▶ [Set task]: Restate each entry word for word, leaving nothing out.

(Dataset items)
※
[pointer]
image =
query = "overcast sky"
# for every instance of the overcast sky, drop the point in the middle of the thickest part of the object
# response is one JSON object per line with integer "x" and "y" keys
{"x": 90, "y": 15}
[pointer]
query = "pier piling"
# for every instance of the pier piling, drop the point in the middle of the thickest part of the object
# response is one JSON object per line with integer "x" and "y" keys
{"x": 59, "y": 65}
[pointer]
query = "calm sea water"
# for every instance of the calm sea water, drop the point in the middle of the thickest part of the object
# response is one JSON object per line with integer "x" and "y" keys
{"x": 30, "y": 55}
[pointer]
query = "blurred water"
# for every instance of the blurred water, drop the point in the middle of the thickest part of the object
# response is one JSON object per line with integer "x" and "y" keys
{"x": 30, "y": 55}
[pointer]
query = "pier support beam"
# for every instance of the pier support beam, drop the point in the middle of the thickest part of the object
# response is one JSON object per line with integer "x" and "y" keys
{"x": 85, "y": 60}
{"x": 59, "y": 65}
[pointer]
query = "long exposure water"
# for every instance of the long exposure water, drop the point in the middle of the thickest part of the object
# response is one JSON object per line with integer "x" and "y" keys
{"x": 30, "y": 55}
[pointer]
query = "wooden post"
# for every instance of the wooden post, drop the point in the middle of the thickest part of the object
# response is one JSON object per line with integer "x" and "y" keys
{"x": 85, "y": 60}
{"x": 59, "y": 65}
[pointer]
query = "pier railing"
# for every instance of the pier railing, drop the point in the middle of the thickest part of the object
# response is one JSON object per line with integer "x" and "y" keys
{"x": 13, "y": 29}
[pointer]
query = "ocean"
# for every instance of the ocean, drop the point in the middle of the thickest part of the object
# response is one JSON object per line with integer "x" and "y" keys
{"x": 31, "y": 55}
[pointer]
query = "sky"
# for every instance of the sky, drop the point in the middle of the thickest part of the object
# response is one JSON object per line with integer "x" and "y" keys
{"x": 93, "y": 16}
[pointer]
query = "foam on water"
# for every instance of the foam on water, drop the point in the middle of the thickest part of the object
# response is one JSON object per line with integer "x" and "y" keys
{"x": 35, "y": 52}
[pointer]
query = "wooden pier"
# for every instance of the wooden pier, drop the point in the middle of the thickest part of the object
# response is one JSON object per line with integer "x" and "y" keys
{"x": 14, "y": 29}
※
▶ [Answer to this exercise]:
[pointer]
image =
query = "overcast sky"
# for every instance of the overcast sky, drop the point in the middle of the thickest part of the object
# response is one JSON object per line with integer "x" and "y" keys
{"x": 90, "y": 15}
[pointer]
query = "pier piling"
# for every instance of the pier piling, drop the point in the middle of the thickest part of the object
# response is one JSON object per line with integer "x" and "y" keys
{"x": 59, "y": 65}
[pointer]
query = "calm sea water"
# for every instance of the calm sea water, drop the point in the middle of the thickest part of the object
# response is one JSON object per line with integer "x" and "y" keys
{"x": 30, "y": 55}
[pointer]
query = "blurred water"
# for every instance of the blurred water, drop the point in the middle of the thickest part of the object
# response is one JSON object per line with integer "x" and "y" keys
{"x": 30, "y": 55}
[pointer]
query = "pier support beam"
# for every instance of the pier support beam, drop the point in the middle of the thickest part of the object
# response is one JSON object per line with integer "x" and "y" keys
{"x": 85, "y": 60}
{"x": 59, "y": 65}
[pointer]
query = "long exposure water"
# for every instance of the long exposure water, drop the point in the middle of the thickest part of the object
# response is one JSON object per line with integer "x" and "y" keys
{"x": 30, "y": 55}
[pointer]
query = "wooden post"
# for every instance of the wooden post, drop the point in the middle of the thickest part of the object
# response is one JSON object per line with integer "x" and "y" keys
{"x": 85, "y": 60}
{"x": 59, "y": 65}
[pointer]
query = "pier railing"
# for every instance of the pier railing, drop the point in the middle of the thickest part of the object
# response is one JSON object per line with integer "x" and "y" keys
{"x": 13, "y": 29}
[pointer]
query = "ocean"
# for every instance of the ocean, drop the point in the middle of the thickest part of the object
# response is one JSON object per line with integer "x" and "y" keys
{"x": 31, "y": 55}
[pointer]
query = "sky"
# for every instance of the sky, drop the point in the middle of the thickest part of the object
# response is one JSON object per line with integer "x" and "y" keys
{"x": 93, "y": 16}
[pointer]
query = "foam on water"
# for every instance of the foam on water, drop the point in the middle of the thickest part of the object
# response is one JSON object per line with integer "x" and "y" keys
{"x": 35, "y": 52}
[pointer]
query = "wooden pier"
# for every instance of the wooden pier, drop the point in the middle of the thickest part of the object
# response is one JSON object per line with integer "x" and "y" keys
{"x": 14, "y": 29}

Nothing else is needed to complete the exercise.